> Data to process
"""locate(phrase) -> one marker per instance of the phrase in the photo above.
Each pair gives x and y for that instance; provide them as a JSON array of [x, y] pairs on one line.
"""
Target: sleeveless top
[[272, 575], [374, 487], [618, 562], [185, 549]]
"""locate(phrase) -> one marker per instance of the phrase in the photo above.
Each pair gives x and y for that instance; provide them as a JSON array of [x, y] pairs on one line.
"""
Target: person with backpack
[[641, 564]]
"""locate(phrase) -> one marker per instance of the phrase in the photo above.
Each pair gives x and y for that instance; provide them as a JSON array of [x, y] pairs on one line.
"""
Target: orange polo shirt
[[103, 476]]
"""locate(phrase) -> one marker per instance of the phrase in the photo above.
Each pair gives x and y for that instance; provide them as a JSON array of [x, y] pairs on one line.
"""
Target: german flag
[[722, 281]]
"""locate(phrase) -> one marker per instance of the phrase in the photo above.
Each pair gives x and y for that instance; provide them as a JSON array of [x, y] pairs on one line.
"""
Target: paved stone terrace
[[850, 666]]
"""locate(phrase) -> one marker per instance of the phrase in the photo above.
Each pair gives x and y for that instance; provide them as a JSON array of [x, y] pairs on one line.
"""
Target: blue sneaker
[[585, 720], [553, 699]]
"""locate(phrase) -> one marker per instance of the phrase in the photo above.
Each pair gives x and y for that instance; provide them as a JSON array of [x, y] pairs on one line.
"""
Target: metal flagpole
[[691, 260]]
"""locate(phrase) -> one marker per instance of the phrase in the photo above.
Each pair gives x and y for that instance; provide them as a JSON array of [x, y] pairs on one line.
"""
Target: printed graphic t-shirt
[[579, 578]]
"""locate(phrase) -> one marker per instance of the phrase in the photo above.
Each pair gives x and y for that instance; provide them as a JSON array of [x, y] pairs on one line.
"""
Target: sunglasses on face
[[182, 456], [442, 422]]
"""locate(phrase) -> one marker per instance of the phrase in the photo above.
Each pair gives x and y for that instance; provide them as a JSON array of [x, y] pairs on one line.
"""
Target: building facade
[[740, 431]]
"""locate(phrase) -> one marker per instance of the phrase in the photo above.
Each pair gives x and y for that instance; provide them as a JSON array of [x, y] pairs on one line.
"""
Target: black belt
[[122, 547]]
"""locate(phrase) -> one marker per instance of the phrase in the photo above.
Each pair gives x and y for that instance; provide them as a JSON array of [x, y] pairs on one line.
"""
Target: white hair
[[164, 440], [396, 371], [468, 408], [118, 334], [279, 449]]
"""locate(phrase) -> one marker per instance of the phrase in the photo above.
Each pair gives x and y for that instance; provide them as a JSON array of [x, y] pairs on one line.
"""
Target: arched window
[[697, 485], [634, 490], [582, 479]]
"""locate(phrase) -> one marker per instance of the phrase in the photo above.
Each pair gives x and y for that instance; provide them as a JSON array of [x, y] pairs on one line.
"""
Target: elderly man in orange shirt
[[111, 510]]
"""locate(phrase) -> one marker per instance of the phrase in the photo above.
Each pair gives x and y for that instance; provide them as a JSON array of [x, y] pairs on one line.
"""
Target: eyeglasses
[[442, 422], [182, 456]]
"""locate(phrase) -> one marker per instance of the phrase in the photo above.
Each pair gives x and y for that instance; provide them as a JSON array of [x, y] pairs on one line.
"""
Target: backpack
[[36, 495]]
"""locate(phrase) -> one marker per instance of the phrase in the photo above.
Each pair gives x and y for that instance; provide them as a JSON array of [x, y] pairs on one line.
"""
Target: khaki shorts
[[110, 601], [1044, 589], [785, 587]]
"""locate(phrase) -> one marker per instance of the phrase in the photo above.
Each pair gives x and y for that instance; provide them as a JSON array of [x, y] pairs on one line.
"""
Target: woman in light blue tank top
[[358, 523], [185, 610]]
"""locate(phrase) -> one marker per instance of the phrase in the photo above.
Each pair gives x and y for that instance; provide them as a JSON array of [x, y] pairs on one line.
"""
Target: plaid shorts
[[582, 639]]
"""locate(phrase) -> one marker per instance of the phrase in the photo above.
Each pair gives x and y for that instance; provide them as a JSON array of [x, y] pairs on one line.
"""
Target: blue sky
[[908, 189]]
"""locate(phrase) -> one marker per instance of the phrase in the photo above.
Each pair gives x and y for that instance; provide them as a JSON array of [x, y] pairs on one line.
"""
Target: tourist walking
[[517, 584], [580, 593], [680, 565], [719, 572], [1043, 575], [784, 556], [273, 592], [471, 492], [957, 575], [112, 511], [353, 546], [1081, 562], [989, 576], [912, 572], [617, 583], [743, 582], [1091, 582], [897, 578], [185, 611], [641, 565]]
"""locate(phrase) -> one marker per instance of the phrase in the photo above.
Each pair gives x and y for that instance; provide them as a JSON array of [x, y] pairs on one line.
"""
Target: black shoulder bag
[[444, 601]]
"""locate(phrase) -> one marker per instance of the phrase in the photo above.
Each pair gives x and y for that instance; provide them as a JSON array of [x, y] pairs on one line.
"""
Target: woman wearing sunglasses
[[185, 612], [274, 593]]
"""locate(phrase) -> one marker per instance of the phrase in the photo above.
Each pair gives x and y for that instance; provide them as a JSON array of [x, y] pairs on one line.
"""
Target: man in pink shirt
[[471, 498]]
* * *
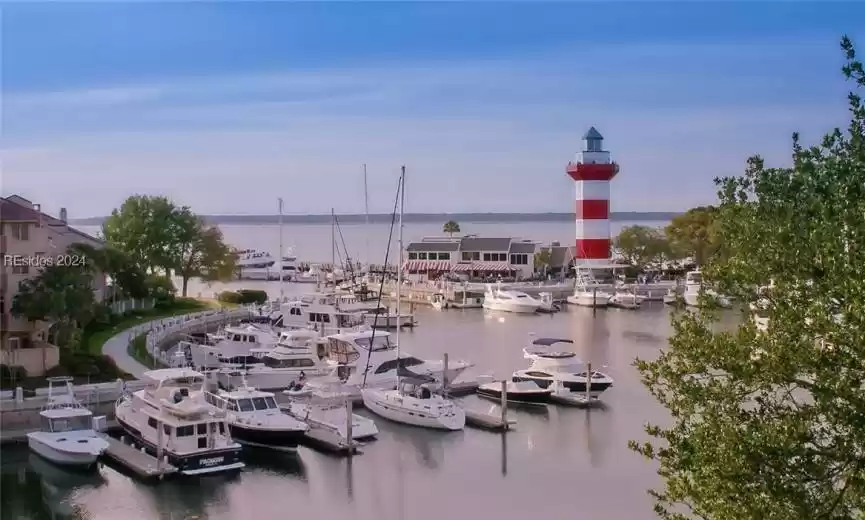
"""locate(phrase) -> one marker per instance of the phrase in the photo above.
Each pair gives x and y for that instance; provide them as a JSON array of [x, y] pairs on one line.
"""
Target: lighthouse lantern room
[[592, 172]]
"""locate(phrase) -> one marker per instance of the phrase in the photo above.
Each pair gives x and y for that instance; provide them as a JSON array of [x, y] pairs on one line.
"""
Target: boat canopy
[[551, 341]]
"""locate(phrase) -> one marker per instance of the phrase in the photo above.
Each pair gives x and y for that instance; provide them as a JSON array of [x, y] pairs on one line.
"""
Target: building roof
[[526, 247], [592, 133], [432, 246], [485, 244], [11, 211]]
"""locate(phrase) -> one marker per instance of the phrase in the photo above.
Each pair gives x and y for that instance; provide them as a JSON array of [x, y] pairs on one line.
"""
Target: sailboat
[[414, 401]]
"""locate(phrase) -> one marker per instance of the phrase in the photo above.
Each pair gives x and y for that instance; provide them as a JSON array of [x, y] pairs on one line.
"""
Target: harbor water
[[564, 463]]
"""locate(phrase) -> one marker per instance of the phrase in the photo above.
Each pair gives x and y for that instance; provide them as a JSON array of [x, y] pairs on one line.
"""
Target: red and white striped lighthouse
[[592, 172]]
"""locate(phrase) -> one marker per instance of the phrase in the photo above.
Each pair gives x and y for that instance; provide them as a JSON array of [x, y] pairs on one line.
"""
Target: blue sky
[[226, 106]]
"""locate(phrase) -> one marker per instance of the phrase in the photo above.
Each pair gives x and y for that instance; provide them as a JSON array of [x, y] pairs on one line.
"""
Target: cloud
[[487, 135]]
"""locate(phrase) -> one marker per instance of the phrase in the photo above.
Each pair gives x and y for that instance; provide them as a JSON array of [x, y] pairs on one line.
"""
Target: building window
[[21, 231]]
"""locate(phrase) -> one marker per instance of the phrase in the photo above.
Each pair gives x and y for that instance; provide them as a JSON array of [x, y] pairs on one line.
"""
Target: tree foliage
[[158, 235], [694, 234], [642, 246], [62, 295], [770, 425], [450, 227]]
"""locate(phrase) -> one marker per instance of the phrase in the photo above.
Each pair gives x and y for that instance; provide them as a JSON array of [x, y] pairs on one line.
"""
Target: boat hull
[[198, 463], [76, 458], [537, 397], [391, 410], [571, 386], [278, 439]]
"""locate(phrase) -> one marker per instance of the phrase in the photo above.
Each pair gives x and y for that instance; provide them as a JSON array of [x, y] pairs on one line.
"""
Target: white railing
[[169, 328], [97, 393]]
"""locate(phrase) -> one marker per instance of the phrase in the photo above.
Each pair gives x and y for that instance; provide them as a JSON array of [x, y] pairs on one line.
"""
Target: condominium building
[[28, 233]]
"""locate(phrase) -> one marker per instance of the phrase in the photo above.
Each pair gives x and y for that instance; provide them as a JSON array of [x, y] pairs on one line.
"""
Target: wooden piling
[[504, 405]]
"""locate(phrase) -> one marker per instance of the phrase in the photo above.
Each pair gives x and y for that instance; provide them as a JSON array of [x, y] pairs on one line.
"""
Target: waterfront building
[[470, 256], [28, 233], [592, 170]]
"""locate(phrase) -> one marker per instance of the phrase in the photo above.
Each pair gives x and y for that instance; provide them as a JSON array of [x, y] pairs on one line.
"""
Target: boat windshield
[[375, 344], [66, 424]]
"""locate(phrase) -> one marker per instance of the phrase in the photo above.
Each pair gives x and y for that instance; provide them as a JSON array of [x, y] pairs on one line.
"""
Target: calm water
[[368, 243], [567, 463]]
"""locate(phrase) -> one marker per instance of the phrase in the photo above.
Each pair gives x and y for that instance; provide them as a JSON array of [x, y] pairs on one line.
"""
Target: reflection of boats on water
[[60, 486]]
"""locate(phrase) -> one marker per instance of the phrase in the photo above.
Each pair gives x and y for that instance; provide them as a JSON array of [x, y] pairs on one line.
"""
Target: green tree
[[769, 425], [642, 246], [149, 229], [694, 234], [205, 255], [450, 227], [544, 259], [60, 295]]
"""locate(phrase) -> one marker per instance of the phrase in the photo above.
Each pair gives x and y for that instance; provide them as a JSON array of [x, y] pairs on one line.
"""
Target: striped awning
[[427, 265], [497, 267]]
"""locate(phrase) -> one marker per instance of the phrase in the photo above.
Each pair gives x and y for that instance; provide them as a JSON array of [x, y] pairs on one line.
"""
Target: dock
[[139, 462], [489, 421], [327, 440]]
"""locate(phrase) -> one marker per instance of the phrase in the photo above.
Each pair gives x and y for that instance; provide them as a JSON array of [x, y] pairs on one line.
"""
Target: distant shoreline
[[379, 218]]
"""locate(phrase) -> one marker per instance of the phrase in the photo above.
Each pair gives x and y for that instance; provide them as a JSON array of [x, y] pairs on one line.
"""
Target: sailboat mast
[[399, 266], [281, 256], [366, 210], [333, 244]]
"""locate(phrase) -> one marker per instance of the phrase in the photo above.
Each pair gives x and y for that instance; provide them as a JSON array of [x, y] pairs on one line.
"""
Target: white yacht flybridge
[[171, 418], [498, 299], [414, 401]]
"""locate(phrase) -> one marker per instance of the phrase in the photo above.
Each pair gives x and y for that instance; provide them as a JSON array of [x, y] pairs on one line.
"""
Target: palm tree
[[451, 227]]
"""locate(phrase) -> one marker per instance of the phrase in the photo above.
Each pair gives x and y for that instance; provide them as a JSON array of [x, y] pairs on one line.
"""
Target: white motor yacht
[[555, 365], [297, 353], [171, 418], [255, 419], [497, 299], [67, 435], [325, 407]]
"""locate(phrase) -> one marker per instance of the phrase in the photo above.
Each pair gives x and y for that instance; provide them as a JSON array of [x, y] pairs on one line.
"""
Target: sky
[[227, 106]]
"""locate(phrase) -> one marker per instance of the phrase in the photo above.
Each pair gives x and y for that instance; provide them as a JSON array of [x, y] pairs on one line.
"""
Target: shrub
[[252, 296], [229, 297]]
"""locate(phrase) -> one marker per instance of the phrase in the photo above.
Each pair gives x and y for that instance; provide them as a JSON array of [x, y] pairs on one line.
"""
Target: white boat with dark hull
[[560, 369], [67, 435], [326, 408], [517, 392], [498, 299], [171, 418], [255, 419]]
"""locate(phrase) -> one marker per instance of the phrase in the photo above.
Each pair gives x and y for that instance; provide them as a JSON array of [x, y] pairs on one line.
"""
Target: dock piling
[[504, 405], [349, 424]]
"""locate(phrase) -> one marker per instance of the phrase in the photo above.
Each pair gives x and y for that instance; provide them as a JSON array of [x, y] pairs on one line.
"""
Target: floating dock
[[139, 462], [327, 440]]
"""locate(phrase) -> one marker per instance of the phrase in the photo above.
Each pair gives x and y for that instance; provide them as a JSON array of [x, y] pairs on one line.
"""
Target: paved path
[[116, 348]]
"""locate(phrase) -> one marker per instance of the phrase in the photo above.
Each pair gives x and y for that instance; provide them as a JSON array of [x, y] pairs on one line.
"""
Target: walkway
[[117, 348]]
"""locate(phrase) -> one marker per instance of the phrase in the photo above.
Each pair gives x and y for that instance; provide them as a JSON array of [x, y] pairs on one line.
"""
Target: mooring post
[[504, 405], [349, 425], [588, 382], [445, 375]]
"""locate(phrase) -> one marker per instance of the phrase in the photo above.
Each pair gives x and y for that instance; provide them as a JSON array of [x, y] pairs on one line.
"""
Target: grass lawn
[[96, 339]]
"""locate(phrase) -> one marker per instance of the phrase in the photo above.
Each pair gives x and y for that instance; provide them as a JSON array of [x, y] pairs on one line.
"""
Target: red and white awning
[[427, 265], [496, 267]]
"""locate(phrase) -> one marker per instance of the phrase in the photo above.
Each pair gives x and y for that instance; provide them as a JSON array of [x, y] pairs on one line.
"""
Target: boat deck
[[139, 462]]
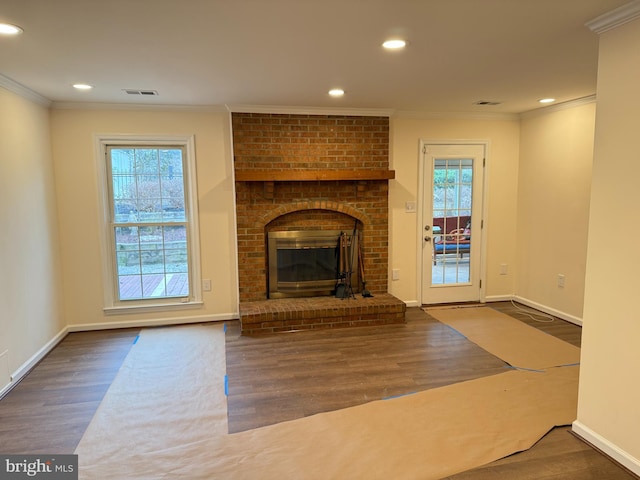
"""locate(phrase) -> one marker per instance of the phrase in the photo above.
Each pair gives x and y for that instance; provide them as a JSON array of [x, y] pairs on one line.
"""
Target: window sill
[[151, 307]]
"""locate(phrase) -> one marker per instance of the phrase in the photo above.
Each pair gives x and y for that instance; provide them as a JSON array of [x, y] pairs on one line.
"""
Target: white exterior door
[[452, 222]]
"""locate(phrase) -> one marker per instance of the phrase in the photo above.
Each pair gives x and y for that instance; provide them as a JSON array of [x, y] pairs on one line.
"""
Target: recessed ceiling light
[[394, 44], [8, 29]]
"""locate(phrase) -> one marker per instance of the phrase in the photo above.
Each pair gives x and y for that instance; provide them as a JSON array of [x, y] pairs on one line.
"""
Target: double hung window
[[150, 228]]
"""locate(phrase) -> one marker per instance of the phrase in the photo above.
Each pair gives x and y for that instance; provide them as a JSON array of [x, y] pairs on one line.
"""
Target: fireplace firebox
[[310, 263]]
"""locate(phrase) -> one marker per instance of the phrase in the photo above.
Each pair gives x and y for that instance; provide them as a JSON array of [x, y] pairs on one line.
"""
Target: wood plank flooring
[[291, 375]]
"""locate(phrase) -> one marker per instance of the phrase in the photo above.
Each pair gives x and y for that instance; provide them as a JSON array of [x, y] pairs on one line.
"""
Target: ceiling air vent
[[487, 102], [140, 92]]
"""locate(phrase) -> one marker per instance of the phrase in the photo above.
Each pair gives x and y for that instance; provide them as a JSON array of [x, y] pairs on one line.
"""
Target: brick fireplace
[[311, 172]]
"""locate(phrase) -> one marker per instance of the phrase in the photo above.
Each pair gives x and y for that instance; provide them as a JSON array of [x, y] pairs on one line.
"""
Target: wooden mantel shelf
---
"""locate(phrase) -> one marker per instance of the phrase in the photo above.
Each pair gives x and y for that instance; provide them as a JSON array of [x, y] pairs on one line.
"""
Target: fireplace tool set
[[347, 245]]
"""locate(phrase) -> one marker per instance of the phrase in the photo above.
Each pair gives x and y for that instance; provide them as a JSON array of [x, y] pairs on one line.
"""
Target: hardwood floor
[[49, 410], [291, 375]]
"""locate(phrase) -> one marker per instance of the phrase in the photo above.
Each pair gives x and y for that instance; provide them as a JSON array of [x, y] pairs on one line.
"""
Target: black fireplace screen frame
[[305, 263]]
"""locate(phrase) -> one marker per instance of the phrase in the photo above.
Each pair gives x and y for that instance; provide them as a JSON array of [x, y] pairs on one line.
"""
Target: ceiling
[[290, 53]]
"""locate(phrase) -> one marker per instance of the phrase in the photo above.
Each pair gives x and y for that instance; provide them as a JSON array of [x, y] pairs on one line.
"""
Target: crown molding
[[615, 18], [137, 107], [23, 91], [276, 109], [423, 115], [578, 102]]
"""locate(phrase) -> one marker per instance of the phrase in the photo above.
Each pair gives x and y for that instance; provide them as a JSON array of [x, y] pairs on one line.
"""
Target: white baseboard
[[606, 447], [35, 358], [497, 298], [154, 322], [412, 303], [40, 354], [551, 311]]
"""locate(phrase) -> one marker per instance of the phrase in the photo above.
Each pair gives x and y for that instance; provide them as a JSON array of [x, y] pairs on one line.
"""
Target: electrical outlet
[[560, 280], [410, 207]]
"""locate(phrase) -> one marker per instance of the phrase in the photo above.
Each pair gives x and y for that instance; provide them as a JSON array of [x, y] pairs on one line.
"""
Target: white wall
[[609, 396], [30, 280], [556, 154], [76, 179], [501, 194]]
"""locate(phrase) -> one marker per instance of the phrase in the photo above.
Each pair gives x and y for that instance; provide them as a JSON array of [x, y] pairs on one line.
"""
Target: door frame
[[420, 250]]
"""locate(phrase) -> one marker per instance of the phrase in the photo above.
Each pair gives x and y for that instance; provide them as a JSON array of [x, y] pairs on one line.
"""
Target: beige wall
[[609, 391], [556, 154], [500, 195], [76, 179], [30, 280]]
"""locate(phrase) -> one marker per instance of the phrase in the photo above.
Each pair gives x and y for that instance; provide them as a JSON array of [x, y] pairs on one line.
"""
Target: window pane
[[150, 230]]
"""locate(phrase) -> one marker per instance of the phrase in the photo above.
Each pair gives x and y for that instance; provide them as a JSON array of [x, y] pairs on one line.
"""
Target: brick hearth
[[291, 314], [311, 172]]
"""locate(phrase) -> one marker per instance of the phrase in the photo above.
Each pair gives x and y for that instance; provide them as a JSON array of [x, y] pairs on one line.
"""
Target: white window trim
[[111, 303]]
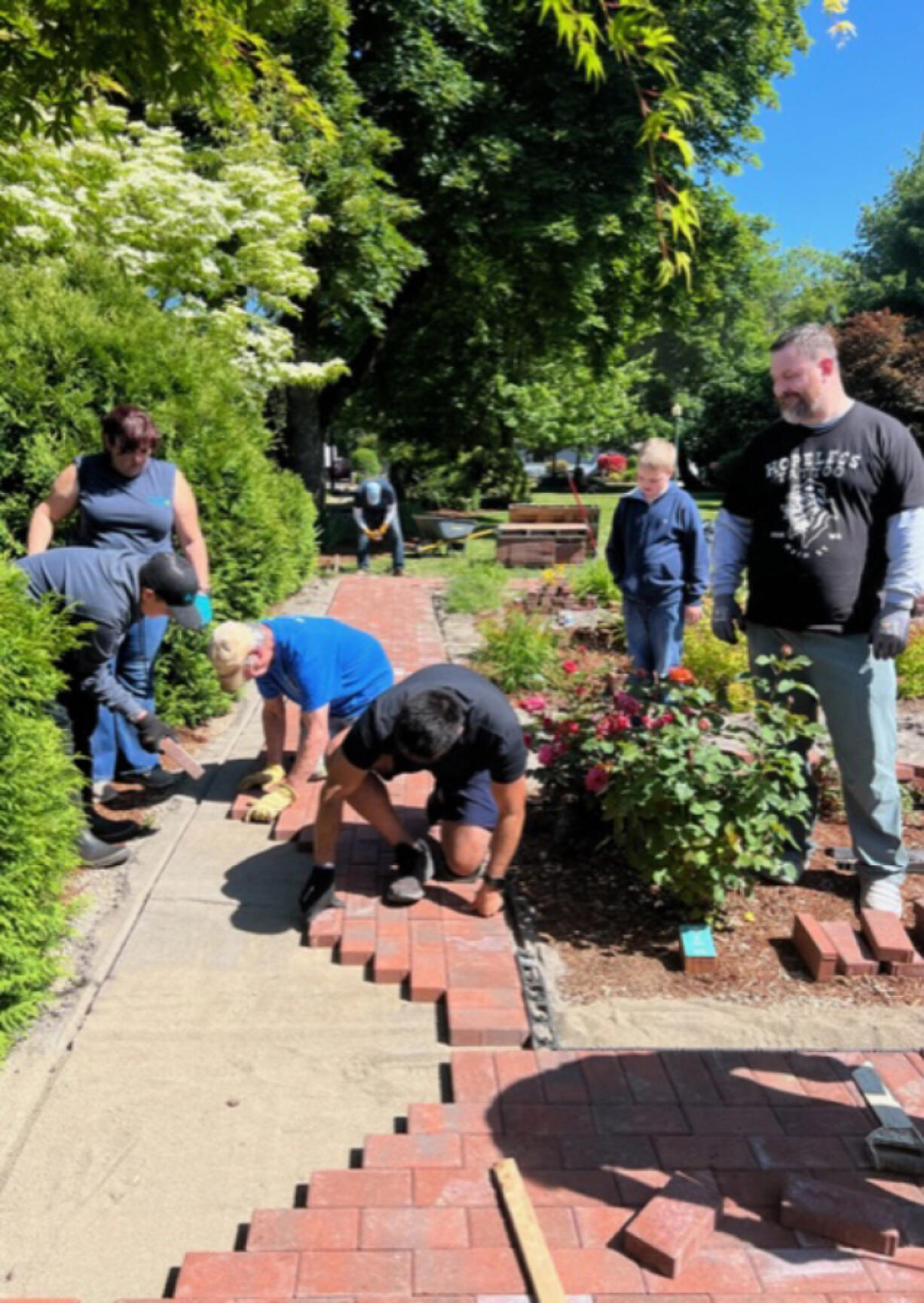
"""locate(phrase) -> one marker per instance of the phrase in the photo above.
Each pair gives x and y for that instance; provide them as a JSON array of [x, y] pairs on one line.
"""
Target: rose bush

> Required task
Identify each line above that contains the word "woman", and copy every such line in full.

> Completed exercise
Target: woman in light blue tank top
Target: woman wearing sunglasses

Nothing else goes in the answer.